### Exercise objective
Throughout the listing below, copy each line containing "head".

### Dataset entries
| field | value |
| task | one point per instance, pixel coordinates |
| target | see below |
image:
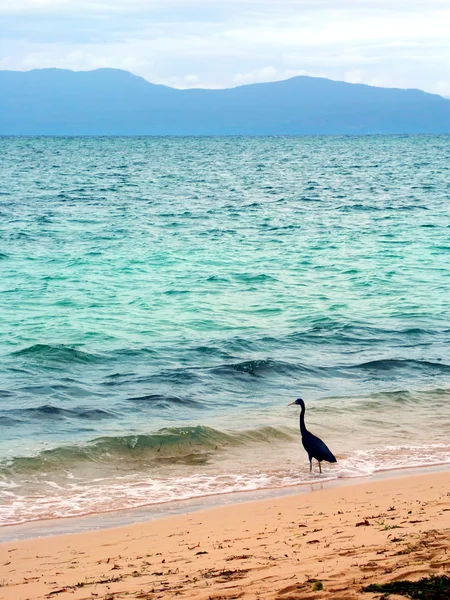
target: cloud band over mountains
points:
(212, 43)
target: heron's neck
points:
(302, 421)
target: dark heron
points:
(313, 445)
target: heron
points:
(313, 445)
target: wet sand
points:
(339, 539)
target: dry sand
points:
(346, 537)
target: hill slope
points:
(115, 102)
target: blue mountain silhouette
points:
(116, 102)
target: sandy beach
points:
(324, 544)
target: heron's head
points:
(298, 402)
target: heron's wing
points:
(318, 449)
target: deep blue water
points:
(163, 299)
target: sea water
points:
(162, 300)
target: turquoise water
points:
(163, 299)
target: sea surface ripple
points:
(163, 299)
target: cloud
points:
(230, 42)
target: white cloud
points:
(402, 43)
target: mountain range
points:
(116, 102)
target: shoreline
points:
(325, 544)
(114, 519)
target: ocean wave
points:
(161, 400)
(169, 445)
(260, 368)
(390, 364)
(49, 411)
(58, 353)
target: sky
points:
(224, 43)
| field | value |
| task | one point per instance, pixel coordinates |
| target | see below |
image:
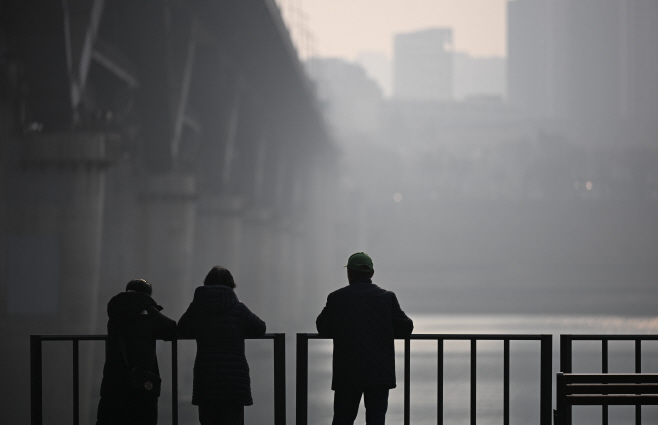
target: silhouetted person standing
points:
(134, 324)
(220, 323)
(363, 320)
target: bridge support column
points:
(218, 235)
(169, 205)
(53, 250)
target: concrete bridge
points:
(152, 139)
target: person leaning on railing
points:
(363, 320)
(220, 323)
(131, 378)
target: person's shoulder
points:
(340, 292)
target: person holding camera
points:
(131, 379)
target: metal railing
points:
(545, 390)
(36, 375)
(566, 360)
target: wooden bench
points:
(603, 389)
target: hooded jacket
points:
(363, 320)
(220, 323)
(135, 319)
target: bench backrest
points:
(607, 388)
(603, 389)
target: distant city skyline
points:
(349, 28)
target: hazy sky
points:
(344, 28)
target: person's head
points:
(219, 276)
(359, 266)
(139, 285)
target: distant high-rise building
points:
(422, 65)
(590, 67)
(351, 100)
(478, 76)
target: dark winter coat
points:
(363, 320)
(220, 323)
(135, 317)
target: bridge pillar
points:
(169, 205)
(218, 235)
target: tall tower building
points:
(422, 65)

### Output
target: heron's head
target: person's head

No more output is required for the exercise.